Post by analyse999 » Tue Sep 15, 2015 6:10 am


As part of my 'parts gathering' efforts, I've also been busy collecting, restoring and fitting a few of the original Packard Accessories for the car, which so far include :

Front/Rear Bumper end trims
Front Fender Centre Piece
Front Fender 3-bar Protector
'Goddess' Hood Ornament
Front Foglamps
Reversing Lamps
'Deluxe hood script emblems

Now as well as for functionality, I have fitted these to improve the external appearance of the car, which in my view they do when compared to the rather plain front/rear trim on the car when I bought it. One of the rear bumper end trims also covers up a poor weld repair to the rear bumper (that came with the car). I was interested to find that my car, which is a factory-built 'Deluxe' Touring sedan, had never had the 'deluxe' scripts fitted before. Also, I accept that the Fog and Reversing lights are actually for later model Packards, but so far I have not been able to track down genuine 1941 versions of either.

Set exercise 1:
According to the forum post, what does one of the rear bumper end trims cover up?

Dataset entries:
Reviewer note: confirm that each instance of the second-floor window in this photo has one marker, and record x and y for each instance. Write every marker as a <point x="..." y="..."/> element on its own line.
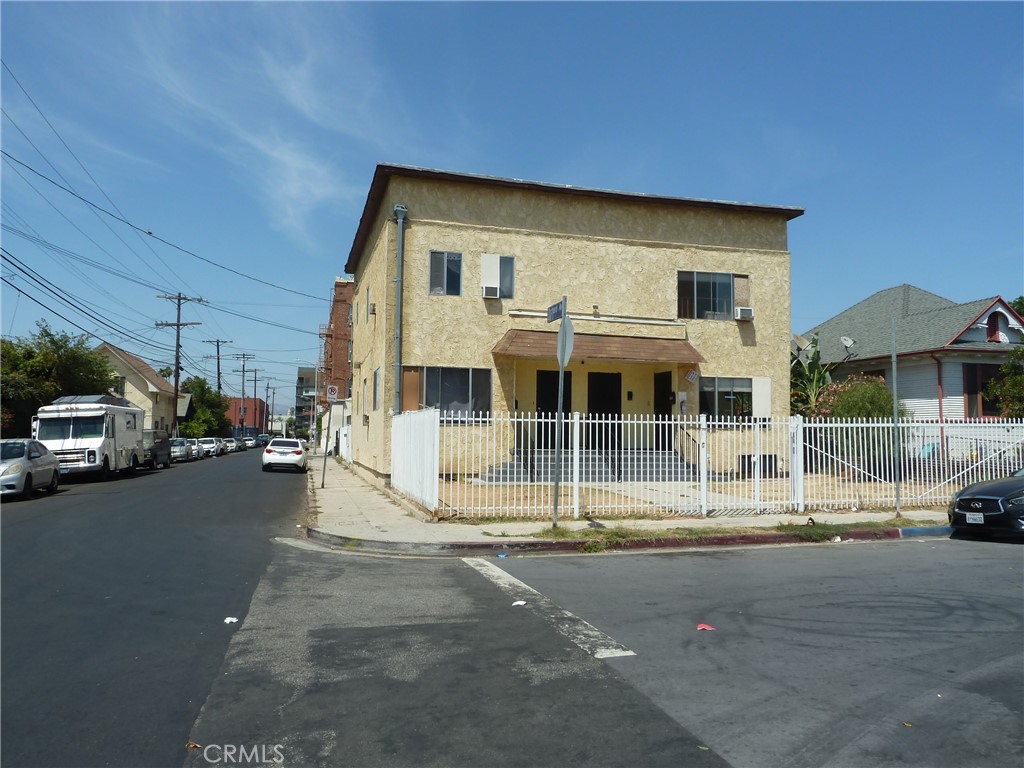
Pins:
<point x="445" y="273"/>
<point x="708" y="295"/>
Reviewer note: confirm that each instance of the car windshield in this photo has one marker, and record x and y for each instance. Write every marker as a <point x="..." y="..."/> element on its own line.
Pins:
<point x="77" y="426"/>
<point x="13" y="450"/>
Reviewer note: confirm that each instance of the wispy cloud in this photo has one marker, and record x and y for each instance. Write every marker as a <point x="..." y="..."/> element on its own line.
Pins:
<point x="271" y="108"/>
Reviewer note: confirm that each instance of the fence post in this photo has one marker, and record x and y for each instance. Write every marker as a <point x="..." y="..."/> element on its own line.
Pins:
<point x="702" y="464"/>
<point x="797" y="461"/>
<point x="576" y="465"/>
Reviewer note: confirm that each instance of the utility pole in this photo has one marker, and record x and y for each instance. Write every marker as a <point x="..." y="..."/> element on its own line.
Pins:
<point x="255" y="410"/>
<point x="218" y="342"/>
<point x="243" y="356"/>
<point x="178" y="299"/>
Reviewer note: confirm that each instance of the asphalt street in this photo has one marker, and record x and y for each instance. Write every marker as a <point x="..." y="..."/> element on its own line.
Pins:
<point x="116" y="650"/>
<point x="114" y="602"/>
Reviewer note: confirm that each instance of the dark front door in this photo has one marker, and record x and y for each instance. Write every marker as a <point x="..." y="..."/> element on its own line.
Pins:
<point x="663" y="411"/>
<point x="547" y="404"/>
<point x="604" y="407"/>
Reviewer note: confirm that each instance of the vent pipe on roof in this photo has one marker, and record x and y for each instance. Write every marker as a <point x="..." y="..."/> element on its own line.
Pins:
<point x="399" y="214"/>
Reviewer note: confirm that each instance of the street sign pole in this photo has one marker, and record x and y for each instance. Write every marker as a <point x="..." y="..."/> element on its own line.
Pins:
<point x="564" y="352"/>
<point x="332" y="397"/>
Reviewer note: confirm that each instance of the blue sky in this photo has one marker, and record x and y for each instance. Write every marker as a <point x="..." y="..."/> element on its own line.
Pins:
<point x="244" y="136"/>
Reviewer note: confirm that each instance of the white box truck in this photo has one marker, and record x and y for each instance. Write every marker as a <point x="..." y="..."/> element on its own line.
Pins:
<point x="96" y="433"/>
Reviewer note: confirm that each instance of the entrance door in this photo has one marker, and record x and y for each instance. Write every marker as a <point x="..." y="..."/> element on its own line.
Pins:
<point x="547" y="404"/>
<point x="604" y="407"/>
<point x="663" y="411"/>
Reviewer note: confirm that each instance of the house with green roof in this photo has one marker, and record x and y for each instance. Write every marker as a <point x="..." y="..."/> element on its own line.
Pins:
<point x="946" y="352"/>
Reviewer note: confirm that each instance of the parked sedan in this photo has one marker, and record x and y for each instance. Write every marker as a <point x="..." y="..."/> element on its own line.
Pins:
<point x="989" y="507"/>
<point x="27" y="465"/>
<point x="210" y="446"/>
<point x="181" y="450"/>
<point x="285" y="453"/>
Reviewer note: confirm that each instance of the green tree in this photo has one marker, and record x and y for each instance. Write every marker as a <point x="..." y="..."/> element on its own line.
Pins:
<point x="210" y="411"/>
<point x="48" y="365"/>
<point x="808" y="379"/>
<point x="1008" y="388"/>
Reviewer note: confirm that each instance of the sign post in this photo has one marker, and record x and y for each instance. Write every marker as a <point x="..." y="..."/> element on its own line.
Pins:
<point x="564" y="352"/>
<point x="332" y="397"/>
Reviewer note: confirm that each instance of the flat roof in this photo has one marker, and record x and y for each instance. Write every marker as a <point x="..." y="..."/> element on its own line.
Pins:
<point x="544" y="345"/>
<point x="385" y="171"/>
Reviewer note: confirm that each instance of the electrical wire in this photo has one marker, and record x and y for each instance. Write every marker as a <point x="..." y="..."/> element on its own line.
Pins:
<point x="43" y="176"/>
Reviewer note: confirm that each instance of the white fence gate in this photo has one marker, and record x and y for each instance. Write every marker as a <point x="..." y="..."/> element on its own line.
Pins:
<point x="414" y="456"/>
<point x="502" y="465"/>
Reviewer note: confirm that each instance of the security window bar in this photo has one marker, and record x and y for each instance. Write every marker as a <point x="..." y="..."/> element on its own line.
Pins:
<point x="726" y="397"/>
<point x="445" y="273"/>
<point x="706" y="296"/>
<point x="458" y="390"/>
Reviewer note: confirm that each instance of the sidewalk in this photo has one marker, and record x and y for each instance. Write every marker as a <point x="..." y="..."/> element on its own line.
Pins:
<point x="351" y="514"/>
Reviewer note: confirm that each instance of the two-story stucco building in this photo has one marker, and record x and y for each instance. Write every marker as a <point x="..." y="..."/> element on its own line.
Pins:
<point x="679" y="305"/>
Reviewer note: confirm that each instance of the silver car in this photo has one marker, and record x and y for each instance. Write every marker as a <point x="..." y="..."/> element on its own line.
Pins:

Set exercise 2:
Display each line of the listing that contains the string "green".

Full answer 1:
A poor weld repair to the rear bumper.

Full answer 2:
Reviewer note: confirm that each instance of the house with green roof in this photo has one marker, and record x and y for each instance. Write every marker as a <point x="..." y="..."/> element on its own line.
Reviewer note: confirm that each instance of the green tree in this photo has one marker, and record x and y for each instance. Write every marker as a <point x="..." y="..."/> element on its own line.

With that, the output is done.